Data entries
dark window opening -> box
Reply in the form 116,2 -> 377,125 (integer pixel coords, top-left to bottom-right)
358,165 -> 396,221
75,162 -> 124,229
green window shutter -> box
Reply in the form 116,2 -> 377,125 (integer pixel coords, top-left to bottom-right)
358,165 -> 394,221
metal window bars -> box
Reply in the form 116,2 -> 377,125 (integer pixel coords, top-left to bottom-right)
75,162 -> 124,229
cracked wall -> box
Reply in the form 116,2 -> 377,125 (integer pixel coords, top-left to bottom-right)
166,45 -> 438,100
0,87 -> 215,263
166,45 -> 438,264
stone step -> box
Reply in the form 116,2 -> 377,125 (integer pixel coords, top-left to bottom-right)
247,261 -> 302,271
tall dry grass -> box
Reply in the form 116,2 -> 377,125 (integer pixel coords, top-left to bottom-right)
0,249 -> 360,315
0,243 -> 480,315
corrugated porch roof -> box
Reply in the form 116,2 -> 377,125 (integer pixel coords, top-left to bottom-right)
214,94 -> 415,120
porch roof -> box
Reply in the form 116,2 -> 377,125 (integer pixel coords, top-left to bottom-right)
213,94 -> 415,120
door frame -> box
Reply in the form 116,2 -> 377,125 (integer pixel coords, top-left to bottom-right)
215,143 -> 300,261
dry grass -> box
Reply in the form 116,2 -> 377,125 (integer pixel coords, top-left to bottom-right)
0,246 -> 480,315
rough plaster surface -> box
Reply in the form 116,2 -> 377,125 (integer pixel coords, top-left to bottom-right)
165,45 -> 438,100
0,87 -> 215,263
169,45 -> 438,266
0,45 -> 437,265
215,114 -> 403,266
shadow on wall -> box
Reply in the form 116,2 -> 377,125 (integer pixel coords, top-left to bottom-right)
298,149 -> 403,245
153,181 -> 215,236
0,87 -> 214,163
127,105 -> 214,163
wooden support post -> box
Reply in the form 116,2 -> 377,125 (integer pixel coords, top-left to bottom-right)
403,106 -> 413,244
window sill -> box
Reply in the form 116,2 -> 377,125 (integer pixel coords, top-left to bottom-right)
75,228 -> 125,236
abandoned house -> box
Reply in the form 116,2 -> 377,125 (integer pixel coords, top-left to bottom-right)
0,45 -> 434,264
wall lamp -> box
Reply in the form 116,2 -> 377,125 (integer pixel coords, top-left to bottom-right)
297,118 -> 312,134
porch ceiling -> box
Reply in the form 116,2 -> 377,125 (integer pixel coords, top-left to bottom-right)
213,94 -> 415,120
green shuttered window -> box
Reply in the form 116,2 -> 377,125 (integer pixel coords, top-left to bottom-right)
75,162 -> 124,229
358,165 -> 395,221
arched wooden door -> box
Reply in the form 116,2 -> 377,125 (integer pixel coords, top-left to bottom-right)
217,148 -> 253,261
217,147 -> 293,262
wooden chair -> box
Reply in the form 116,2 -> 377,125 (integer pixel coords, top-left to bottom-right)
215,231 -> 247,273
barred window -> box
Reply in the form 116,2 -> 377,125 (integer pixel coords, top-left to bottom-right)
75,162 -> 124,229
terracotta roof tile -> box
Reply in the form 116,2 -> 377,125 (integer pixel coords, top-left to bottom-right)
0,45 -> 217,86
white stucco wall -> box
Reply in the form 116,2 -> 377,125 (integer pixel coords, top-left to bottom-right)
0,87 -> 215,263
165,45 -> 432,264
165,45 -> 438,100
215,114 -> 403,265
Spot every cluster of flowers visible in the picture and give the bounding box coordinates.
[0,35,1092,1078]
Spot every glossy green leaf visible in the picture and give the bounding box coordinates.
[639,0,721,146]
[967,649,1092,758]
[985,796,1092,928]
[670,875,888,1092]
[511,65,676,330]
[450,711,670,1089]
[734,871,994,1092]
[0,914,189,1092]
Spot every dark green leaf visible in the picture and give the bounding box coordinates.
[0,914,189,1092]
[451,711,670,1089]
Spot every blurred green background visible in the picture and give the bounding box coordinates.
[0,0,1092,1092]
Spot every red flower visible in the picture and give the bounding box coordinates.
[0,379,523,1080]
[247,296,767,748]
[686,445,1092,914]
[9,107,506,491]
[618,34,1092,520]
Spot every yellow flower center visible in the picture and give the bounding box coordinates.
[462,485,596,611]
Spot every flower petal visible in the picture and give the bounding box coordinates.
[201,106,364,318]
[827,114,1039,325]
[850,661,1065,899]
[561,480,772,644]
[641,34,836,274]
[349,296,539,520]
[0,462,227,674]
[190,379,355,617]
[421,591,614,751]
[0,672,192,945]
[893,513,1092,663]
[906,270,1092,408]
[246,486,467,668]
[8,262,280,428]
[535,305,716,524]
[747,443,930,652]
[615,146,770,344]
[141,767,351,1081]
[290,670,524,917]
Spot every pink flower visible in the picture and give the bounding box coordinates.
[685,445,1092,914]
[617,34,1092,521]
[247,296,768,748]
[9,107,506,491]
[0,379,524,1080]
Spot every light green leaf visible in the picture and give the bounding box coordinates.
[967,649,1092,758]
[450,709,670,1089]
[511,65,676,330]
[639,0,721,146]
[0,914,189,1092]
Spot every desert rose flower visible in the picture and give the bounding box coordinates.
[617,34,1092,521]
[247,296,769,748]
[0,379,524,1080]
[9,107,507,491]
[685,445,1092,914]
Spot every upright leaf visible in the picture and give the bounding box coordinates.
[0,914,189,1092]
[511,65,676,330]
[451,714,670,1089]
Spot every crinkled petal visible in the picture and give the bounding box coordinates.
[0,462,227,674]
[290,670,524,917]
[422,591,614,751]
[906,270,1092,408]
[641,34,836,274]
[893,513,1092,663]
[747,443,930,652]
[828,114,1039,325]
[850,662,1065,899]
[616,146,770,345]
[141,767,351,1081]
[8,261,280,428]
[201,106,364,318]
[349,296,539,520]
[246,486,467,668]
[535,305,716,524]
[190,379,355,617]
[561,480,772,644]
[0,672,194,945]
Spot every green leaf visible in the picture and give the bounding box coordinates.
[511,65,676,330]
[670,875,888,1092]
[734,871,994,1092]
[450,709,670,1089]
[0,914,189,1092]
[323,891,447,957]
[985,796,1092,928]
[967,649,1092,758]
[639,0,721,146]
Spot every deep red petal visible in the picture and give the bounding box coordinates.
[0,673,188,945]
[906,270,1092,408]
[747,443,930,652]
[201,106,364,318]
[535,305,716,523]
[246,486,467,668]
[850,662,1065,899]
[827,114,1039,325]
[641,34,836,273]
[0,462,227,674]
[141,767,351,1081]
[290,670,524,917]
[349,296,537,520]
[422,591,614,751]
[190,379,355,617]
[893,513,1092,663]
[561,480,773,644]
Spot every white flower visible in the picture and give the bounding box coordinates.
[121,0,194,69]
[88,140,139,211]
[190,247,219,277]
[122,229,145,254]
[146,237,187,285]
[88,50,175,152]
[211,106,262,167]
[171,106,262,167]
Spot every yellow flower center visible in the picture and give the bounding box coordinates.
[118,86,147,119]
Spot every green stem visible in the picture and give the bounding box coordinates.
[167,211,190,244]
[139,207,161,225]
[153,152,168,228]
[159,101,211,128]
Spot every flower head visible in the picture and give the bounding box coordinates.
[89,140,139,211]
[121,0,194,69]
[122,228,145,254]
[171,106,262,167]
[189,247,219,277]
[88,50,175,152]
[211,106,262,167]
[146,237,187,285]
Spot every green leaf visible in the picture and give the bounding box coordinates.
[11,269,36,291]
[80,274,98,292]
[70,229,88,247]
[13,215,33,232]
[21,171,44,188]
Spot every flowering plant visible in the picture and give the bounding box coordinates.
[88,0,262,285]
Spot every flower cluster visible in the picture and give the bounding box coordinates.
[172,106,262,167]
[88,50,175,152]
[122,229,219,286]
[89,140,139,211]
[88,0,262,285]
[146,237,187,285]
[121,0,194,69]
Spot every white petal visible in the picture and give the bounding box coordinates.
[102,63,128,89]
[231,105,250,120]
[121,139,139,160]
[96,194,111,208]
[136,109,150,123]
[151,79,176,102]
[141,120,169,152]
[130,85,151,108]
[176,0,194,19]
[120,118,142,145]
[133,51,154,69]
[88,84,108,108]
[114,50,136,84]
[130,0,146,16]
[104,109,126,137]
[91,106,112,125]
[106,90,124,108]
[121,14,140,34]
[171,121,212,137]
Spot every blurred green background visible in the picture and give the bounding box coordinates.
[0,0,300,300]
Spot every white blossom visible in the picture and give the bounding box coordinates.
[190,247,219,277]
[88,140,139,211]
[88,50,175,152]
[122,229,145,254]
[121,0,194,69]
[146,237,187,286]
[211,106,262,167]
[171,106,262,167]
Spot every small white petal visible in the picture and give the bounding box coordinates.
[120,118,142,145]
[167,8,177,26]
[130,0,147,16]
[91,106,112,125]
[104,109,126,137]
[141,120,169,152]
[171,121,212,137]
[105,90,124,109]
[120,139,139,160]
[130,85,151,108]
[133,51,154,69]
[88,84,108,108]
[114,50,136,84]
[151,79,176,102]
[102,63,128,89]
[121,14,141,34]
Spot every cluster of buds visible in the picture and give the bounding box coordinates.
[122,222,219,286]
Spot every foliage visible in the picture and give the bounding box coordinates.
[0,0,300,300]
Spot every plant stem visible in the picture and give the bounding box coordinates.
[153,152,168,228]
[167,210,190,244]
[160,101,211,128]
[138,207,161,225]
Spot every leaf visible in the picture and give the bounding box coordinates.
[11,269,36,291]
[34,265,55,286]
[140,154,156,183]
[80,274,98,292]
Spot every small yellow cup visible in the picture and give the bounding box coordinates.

=== BRIEF ===
Starting at the line containing "Spot every leaf" and ending at the last of the items, reproduce every line, requests included. In the answers, multiply each bounding box coordinate by 0.2 and round it to a whole number, rounding halves up.

=== ANSWER ===
Spot every leaf visible in the picture and give the bounding box coordinates.
[2,54,7,58]
[7,53,11,57]
[28,31,31,37]
[16,55,20,58]
Spot every small yellow cup visible in the picture and give the bounding box coordinates.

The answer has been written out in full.